**Exercise aim:** Decide whether each statement below agrees with the passage on ergonomic office furniture. Answer yes or no for each, and quote the words from the passage that settle it. (a) The research found that more leisure time spent sitting raised the cancer risk for men as well as women. (b) The desks made to go with these seats look like a carpentry work bench. (c) The American Cancer Society researchers studied people from 1992 to 2009.

I wonder if you have come across any ergonomic office furniture, the sort that comprise combination desk and chair couplings specifically designed to improve posture and eliminate back problems and repetitive strain injuries (RSI) associated with long hours seated at a desk and hunched over a computer and keyboard? 

The seats more closely resemble saddles or stools than traditional chairs, with others looking like something you’d find in a gym whilst the desks that are designed to go with them have the look of a carpentry work bench. 

The net result is that the user ends up in a position that looks half seated, half standing which looks a little oddball but designers insist they are better for the physical well-being of the office worker and users attest to their comfort.
 
Their usage would seem to be backed up by new research reported in the online Daily Mail which appears to show that spending more leisure time sitting down increases the risk of cancers of the breast, ovaries and bone marrow by 10% in women though it did not affect men.  For years, too little physical activity has been recognised as bad for one’s health but this recent research has found that merely sitting down is posing a specific threat.  

According to the Mail “Researchers for the American Cancer Society studied 146,000 people – 69,260 men and 77,462 women between 1992 and 2009.  During this time period 18,555 men and 12,236 women were diagnosed with cancer. The researchers found leisure sitting was linked to a 10 per cent higher risk of cancer – even after factors such as total physical activity, body mass and other factors were taken into account.

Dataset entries
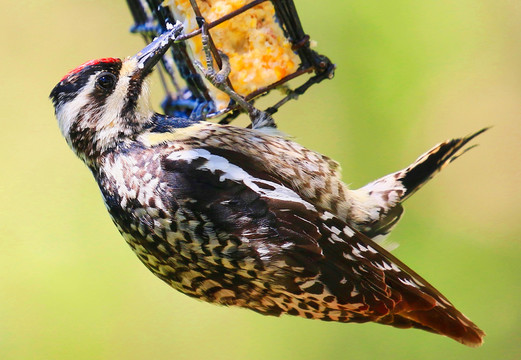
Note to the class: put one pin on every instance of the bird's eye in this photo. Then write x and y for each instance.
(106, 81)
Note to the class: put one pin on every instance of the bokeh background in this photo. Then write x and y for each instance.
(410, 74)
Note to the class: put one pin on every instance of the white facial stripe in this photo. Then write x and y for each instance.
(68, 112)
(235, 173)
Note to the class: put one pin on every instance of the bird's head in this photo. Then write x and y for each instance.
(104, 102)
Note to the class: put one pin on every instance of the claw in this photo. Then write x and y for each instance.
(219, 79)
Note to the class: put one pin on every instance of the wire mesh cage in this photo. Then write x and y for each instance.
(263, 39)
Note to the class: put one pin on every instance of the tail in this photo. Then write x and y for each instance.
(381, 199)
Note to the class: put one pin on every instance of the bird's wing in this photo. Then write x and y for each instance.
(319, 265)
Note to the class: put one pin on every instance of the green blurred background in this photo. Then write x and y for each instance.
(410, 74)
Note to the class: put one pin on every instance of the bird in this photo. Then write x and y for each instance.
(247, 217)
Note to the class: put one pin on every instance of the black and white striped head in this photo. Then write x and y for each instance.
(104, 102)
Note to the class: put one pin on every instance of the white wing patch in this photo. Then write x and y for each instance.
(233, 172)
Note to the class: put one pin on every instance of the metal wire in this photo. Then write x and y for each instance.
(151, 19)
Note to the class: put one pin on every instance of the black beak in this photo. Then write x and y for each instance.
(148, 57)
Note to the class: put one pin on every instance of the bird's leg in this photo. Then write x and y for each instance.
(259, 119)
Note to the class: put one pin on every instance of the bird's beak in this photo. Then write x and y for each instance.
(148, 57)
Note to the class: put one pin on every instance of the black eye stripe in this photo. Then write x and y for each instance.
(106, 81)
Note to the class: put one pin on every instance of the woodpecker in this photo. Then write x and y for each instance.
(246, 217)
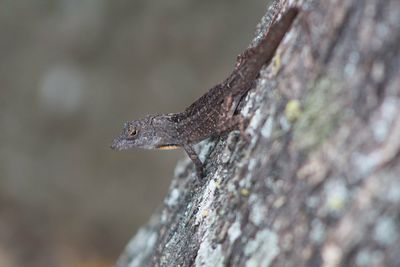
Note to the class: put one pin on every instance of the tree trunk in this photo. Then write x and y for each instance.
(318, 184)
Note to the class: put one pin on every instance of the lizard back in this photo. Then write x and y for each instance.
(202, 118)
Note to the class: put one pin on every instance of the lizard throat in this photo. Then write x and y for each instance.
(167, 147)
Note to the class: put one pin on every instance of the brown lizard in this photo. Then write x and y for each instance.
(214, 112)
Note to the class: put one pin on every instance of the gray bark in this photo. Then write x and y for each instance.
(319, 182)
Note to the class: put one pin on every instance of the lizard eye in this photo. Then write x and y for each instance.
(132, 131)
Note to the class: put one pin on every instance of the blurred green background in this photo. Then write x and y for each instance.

--

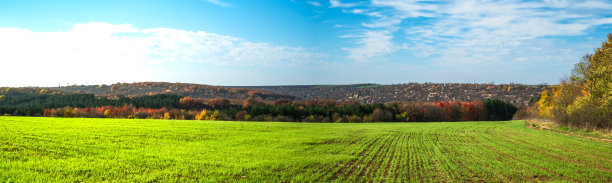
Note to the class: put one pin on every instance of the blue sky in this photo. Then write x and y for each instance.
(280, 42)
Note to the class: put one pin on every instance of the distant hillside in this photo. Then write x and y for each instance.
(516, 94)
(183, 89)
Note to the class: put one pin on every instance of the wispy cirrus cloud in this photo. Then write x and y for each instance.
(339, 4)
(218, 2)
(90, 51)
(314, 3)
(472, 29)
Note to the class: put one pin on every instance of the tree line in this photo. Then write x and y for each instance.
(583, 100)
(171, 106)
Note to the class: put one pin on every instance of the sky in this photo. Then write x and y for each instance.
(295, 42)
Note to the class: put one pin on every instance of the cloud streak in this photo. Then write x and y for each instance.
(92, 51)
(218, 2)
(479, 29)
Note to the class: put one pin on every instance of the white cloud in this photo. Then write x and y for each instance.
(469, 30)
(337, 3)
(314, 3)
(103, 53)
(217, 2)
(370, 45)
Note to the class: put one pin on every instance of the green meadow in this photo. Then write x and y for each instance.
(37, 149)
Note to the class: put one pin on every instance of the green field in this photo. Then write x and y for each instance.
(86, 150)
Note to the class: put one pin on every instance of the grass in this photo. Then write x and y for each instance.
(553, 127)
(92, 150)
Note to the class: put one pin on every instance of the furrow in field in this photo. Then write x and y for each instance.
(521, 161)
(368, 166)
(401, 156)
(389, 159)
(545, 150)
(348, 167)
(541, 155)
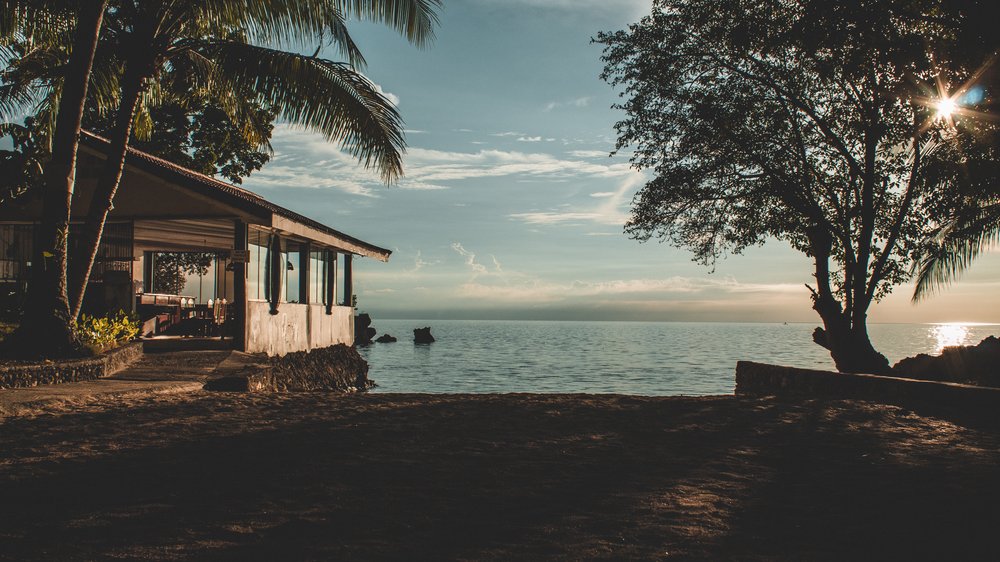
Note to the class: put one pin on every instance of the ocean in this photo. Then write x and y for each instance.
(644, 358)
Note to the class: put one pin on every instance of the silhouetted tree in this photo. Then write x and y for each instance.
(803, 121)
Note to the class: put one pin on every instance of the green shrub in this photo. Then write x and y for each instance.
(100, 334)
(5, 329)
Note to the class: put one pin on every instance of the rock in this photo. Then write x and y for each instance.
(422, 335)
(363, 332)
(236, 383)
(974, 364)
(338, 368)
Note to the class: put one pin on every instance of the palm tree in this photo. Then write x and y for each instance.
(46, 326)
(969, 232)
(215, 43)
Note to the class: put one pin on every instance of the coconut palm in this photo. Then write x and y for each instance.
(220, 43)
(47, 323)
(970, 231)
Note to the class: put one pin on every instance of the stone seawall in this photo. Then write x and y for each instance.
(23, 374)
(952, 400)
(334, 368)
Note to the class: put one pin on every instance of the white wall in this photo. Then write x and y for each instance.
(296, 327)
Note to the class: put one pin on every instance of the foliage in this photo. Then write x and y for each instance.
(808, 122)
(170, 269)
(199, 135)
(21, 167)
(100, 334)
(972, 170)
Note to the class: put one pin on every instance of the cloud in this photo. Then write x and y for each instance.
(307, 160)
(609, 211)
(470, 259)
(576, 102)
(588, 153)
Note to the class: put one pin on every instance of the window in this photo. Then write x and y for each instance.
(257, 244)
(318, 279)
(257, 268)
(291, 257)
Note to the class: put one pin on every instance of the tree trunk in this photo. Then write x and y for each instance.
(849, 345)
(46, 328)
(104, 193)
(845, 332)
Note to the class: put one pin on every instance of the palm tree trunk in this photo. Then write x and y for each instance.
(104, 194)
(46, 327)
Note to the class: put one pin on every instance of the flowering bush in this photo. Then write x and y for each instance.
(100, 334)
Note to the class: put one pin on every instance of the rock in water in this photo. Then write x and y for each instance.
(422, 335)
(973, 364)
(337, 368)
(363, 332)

* * *

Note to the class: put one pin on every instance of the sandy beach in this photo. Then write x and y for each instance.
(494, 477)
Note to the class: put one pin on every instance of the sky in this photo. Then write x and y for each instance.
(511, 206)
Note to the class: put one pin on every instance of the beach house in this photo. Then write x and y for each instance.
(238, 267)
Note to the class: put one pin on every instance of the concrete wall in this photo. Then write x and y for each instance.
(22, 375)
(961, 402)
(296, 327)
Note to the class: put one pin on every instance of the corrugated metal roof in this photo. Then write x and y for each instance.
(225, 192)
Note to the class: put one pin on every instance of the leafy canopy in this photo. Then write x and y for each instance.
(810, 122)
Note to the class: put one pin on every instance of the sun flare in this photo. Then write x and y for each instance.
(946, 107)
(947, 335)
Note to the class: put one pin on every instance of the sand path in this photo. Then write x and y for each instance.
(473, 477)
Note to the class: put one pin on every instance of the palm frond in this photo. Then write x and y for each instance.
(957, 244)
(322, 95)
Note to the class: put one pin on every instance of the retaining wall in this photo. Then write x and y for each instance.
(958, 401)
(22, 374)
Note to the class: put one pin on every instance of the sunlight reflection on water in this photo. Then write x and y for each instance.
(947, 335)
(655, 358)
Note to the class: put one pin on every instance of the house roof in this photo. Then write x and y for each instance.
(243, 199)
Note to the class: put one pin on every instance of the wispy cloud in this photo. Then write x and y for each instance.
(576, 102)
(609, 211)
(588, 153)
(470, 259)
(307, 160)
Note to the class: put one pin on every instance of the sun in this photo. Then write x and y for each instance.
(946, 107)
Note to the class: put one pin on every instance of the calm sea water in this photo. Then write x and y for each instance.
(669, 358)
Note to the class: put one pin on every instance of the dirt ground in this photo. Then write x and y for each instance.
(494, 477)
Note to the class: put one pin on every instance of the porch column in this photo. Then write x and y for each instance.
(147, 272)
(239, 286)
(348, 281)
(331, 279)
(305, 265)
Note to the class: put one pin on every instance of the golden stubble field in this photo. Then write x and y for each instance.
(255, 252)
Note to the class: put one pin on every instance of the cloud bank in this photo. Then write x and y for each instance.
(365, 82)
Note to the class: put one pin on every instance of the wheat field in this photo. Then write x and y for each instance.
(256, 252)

**Your response:**
(a) No: "though it did not affect men."
(b) Yes: "the desks that are designed to go with them have the look of a carpentry work bench."
(c) Yes: "Researchers for the American Cancer Society studied 146,000 people – 69,260 men and 77,462 women between 1992 and 2009."